Please reproduce every line of the material starting at the line containing "notation: point(936, 341)." and ending at the line containing "point(913, 370)", with the point coordinates in the answers rescaled by 1.45 and rounded to whole numbers, halves rounding up. Leave all other numbers, including the sample notation, unchanged.
····················
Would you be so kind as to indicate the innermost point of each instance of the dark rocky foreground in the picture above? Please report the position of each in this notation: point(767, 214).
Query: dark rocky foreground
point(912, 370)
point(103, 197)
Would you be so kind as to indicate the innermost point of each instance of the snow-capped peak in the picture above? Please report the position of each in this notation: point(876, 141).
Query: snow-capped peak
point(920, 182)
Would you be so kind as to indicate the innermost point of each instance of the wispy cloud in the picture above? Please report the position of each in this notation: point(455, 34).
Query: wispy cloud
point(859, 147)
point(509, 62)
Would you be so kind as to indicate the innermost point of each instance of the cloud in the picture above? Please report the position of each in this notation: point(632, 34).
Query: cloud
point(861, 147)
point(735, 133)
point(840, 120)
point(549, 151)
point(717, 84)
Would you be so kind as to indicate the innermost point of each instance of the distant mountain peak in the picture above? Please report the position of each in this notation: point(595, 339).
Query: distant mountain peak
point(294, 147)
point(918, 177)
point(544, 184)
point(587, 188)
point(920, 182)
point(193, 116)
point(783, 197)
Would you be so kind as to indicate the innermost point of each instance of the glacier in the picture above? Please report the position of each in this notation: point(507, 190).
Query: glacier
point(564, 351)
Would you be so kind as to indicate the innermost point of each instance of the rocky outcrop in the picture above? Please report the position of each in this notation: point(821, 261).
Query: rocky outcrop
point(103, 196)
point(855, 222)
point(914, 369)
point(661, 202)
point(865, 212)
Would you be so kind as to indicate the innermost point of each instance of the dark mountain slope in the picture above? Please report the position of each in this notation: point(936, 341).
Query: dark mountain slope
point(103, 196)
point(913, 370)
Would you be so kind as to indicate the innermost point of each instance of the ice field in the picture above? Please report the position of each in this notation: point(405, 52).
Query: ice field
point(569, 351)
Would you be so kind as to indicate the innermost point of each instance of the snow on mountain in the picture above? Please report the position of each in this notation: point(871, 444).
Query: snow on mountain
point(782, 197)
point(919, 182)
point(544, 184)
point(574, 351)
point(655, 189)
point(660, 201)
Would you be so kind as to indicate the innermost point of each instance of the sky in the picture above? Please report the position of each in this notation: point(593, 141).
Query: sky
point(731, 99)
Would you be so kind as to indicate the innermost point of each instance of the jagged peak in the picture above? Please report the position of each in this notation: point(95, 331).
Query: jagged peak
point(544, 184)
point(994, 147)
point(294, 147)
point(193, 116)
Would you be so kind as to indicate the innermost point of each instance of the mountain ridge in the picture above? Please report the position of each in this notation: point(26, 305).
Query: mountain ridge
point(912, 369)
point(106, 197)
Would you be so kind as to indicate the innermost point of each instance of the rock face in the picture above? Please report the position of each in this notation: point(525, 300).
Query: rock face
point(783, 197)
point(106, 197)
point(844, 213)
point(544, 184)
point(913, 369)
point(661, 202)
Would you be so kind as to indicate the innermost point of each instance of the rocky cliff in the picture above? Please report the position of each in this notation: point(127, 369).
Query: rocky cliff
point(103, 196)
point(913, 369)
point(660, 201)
····················
_COMPLETED EXERCISE_
Would you be so kind as to indicate the innermost point of each instance of the dark mountain slope in the picture above? Please report the position of each in this notation: point(936, 341).
Query: dark mountain slope
point(149, 284)
point(1324, 537)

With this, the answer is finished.